== Instructions to follow ==
Every record listed below should be copied exactly.

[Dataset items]
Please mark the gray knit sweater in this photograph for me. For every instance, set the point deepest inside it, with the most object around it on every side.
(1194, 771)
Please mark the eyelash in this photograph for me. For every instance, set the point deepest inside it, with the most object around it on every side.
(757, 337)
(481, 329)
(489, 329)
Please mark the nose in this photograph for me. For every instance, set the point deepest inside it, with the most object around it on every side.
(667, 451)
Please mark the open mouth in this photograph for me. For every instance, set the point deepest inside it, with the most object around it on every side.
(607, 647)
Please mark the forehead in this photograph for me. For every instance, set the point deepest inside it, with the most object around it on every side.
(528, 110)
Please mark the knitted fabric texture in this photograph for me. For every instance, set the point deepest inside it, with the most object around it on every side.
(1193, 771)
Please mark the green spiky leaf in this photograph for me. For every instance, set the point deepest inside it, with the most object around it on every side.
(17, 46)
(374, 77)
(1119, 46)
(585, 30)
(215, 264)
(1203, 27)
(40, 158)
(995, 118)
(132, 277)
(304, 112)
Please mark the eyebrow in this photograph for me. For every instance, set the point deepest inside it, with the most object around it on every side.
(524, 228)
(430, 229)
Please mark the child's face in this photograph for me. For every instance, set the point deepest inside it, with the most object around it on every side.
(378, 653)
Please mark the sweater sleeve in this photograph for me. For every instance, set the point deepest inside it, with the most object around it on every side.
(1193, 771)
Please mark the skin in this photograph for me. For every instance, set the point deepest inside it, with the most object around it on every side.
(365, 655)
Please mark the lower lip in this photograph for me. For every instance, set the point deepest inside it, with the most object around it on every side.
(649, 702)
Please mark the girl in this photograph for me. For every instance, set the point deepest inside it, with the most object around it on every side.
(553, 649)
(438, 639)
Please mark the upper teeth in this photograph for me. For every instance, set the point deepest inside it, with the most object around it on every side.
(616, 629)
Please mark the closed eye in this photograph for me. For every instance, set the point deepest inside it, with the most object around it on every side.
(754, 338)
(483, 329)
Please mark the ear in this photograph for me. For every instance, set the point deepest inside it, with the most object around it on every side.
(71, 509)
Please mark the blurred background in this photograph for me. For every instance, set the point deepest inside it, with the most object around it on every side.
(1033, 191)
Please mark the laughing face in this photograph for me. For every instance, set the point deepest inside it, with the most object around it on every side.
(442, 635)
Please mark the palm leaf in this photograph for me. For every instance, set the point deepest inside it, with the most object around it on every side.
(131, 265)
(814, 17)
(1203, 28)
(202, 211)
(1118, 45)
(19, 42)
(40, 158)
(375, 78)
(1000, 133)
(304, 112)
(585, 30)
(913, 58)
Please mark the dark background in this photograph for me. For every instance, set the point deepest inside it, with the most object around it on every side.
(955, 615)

== Solution for this exercise ==
Please mark the gray knit sweater in this photograph for me. For every instance, set the point deepest inside it, with the most object around it on every side.
(1194, 771)
Please mark the eyelash in this photograph for me. For every instance, set the point deepest inside it, with the most object around it on every side.
(757, 337)
(481, 329)
(489, 329)
Please mark the nose in this photograph for me. For every instance, set the point deepest inside it, with the most object around it on every side.
(667, 451)
Please mark the open mouth in this photograph for me. For every instance, set the point deepest inside it, with the most object around it on every side.
(607, 647)
Please mark the forehead in this photograph for me. For every instance, set the point deepest inside it, with the most object around it on every side.
(528, 110)
Please mark the knitted fabric texture in this photograph for me. For every instance, set the point deepest inside it, with the most object around it on every side.
(1193, 771)
Please mark the green spiky leaf in this photograph for me. For every instance, set the point deepest inside it, with the most object around it on every side.
(17, 46)
(374, 77)
(1119, 46)
(585, 30)
(215, 264)
(1203, 27)
(40, 158)
(995, 118)
(132, 277)
(304, 112)
Please mark the eyebrow in this photograph for me. For every instance, set the point deepest inside it, with the most object around it on every side.
(524, 228)
(430, 229)
Please mark the child's face in this photograph for me. For every instance, set the point deepest inside it, with the most object around it on every side.
(378, 653)
Please mark the sweater sleeve in this photograph for me. For every instance, set the point deepest inside it, with the most object around it on every side.
(1193, 771)
Please mark the skin in this photograph for me. For every instance, set the point deepest inside it, with the most object around it on every side.
(365, 655)
Please mark the lower lip in this photograph for me. For every instance, set the point deepest inside it, with the most object around it on every side.
(649, 702)
Please mark the girl in this photograph for me. For every instance, set the point deepest inside it, with the most object around it on every side.
(553, 649)
(438, 639)
Please mark the upper teeth in this photograph for me. For every instance, set the point deepest inside it, with the most object around it on every side.
(616, 629)
Please mark the closed eye in this photograph for me. For every instance, set the point deepest inside it, with the most object around it on every side.
(754, 338)
(483, 329)
Please mark the ear in this photograph for me. For every instance, set the point deepest inside it, with the most object around it on every side.
(71, 509)
Please mark the blurred background in this photograph for me. For every instance, set the point deepest inside it, with the most object around it on every side.
(1033, 191)
Please mark the laughing face in this photograph for me. For every instance, set the point deepest inside it, with the most object around it on every side.
(442, 635)
Please mark the palm leaf in this photograph for me. For every instance, set the point deepest inside it, with the most object around it on every side.
(131, 265)
(814, 17)
(1203, 28)
(202, 211)
(1118, 45)
(19, 42)
(40, 158)
(375, 78)
(1000, 133)
(304, 112)
(585, 30)
(913, 58)
Please mark the dark background in this photograph for me. For every instance, set the point deepest inside it, with the most object around it on every side.
(955, 615)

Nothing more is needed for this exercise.